▶ _What you will do_
Show every line from the entries that follow which holds the word "forked".

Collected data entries
=-=-=-=-=

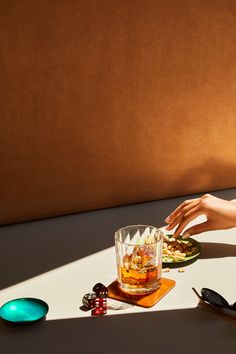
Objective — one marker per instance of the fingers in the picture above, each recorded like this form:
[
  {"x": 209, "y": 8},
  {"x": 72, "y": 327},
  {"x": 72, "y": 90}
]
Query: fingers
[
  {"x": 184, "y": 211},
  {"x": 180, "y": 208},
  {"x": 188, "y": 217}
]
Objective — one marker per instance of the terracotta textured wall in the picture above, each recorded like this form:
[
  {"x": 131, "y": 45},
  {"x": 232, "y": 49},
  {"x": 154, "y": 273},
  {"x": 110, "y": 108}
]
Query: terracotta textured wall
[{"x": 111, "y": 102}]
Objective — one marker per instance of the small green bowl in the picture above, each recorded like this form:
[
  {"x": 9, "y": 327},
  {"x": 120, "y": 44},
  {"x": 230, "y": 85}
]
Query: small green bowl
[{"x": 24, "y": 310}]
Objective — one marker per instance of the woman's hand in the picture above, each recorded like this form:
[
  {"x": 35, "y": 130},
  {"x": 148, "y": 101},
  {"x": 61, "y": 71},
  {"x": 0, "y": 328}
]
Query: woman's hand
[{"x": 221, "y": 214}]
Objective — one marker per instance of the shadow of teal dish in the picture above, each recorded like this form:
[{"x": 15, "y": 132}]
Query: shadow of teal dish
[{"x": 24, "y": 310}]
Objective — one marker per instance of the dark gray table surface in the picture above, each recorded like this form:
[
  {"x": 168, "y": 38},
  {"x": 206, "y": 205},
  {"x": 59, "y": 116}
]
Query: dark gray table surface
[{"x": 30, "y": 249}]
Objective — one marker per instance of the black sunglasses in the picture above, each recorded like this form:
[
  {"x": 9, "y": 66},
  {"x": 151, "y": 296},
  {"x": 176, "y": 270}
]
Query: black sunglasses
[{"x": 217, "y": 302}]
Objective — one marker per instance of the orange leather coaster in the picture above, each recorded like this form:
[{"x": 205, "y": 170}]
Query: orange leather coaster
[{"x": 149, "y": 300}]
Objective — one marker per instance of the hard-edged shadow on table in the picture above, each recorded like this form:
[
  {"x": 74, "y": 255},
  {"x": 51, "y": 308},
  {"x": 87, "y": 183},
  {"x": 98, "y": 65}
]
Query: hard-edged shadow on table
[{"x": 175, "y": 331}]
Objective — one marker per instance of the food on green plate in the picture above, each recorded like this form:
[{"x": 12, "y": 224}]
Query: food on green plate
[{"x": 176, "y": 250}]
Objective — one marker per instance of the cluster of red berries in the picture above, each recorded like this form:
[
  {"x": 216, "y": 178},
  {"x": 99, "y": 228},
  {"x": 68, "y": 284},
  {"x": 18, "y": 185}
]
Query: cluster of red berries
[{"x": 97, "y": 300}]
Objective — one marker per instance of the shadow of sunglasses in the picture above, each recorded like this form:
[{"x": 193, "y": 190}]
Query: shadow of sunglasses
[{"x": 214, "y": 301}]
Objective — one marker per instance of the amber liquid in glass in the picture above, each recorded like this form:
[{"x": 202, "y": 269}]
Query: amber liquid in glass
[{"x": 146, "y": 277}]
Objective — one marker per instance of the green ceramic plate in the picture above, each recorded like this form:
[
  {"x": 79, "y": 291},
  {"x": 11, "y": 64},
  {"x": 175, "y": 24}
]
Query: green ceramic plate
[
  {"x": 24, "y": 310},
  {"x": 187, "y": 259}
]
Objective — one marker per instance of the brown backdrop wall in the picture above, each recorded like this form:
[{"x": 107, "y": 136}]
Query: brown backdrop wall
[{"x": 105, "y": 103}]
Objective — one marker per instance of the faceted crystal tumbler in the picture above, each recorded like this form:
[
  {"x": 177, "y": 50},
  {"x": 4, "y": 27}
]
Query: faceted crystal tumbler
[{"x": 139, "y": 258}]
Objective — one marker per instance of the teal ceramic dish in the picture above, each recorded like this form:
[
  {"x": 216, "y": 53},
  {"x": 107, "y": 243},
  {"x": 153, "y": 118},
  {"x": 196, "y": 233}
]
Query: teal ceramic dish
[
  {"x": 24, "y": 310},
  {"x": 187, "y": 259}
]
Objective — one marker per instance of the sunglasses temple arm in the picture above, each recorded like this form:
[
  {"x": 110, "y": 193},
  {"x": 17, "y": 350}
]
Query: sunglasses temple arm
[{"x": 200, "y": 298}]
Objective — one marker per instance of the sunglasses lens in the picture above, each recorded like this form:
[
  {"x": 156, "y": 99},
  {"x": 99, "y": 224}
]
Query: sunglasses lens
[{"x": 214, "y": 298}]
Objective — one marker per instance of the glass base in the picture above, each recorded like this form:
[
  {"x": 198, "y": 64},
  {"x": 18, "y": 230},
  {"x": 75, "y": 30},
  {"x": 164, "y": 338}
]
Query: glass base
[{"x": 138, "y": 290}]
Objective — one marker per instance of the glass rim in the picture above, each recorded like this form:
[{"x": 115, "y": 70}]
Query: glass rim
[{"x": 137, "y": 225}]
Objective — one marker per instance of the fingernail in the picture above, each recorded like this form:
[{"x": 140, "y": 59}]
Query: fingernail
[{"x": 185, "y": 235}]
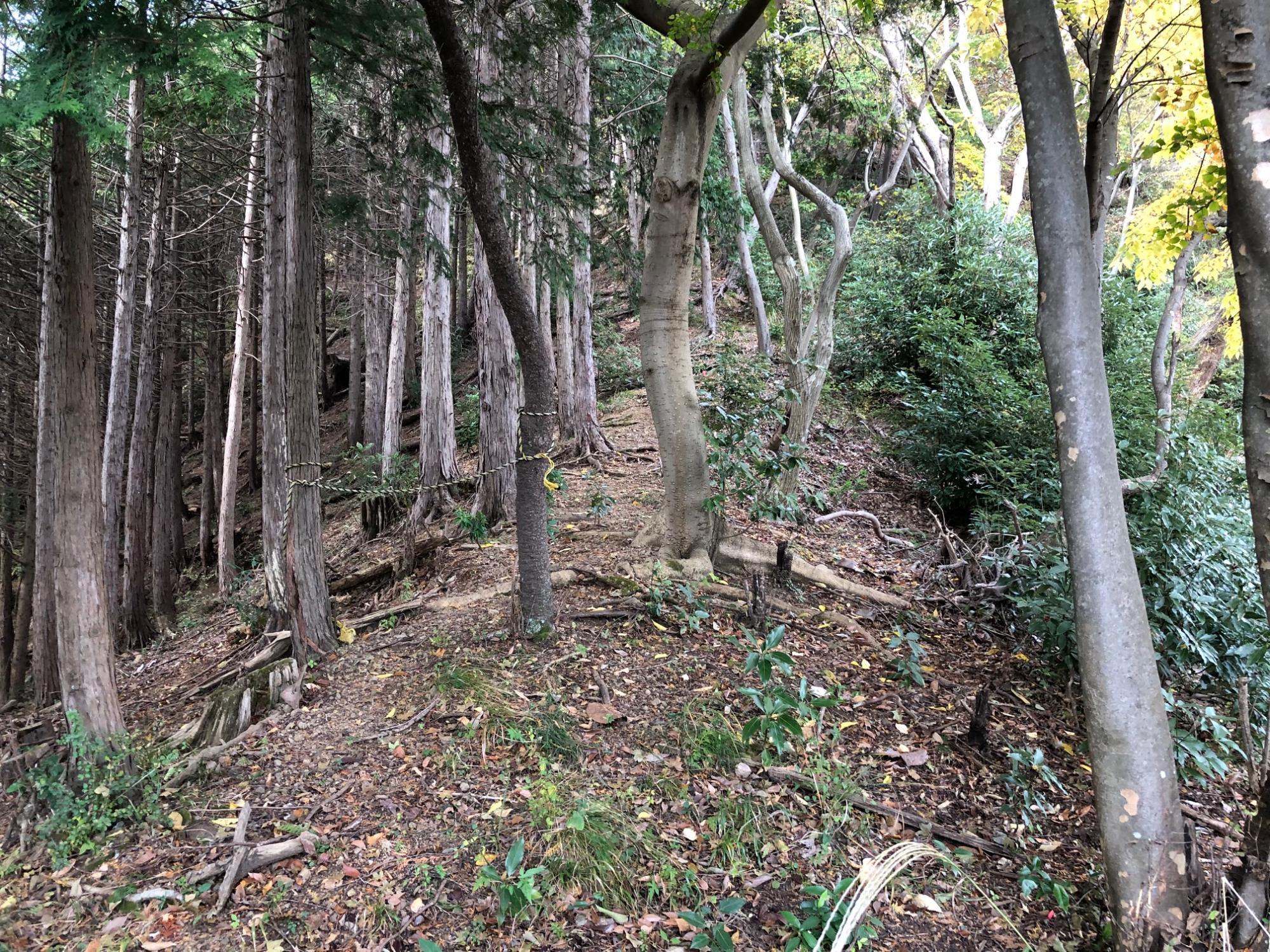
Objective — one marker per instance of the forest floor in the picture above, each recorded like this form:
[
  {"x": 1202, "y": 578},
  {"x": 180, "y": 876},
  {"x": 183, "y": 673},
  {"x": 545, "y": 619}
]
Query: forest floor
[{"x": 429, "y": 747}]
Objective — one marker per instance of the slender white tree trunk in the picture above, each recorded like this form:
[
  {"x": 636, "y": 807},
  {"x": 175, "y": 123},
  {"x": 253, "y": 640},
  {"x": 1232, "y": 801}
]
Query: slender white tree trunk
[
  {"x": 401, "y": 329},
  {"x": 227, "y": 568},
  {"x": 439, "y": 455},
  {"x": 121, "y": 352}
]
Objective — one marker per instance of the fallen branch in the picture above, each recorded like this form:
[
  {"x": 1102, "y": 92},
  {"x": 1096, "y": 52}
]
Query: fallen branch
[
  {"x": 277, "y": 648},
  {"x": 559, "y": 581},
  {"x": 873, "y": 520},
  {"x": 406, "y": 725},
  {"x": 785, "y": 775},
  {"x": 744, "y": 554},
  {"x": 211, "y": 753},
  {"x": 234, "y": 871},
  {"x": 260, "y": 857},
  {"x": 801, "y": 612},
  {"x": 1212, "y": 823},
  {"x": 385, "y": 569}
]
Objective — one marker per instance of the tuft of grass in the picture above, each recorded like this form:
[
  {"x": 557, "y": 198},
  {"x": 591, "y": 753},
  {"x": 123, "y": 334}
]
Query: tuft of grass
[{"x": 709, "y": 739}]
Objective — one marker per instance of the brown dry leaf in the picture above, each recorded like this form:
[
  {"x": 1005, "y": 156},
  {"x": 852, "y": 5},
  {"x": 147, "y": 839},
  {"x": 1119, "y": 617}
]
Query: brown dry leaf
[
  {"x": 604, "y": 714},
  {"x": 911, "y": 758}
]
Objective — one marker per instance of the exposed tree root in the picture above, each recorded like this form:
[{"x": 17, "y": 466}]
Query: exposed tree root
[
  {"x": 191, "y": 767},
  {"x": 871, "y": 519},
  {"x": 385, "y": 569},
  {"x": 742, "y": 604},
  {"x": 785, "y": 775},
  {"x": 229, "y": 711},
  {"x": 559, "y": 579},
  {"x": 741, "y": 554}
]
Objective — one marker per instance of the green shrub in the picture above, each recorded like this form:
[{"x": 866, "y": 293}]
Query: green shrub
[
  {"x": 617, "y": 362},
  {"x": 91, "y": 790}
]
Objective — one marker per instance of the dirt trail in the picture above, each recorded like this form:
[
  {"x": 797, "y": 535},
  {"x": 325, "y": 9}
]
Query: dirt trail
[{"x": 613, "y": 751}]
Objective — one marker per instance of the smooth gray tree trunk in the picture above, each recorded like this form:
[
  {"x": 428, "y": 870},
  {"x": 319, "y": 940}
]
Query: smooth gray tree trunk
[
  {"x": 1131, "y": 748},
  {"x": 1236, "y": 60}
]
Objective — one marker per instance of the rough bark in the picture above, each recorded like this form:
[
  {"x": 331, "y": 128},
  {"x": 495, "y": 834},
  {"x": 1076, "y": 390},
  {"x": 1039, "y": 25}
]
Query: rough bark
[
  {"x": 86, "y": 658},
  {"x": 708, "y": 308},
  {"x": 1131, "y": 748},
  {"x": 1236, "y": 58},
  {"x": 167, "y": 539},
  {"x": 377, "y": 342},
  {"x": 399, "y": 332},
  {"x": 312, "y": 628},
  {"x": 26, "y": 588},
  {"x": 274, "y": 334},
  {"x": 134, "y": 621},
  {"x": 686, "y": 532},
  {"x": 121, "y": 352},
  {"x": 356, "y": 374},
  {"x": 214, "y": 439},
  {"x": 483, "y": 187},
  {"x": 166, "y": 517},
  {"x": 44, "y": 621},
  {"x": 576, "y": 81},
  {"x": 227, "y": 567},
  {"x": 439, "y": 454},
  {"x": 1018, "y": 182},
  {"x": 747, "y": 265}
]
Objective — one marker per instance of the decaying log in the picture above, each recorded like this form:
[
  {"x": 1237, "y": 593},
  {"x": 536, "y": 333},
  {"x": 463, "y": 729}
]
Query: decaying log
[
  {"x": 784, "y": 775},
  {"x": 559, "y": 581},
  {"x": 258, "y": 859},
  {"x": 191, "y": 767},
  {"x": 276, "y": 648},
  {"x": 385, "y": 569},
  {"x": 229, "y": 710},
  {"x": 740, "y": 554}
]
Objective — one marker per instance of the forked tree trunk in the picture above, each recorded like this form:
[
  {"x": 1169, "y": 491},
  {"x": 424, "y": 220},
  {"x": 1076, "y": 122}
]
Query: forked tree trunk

=-=-=-=-=

▶ _Finished exercise_
Objective — one marker per instance of the forked tree trunk in the picture above, each recorded like this form:
Query: forked tree trunk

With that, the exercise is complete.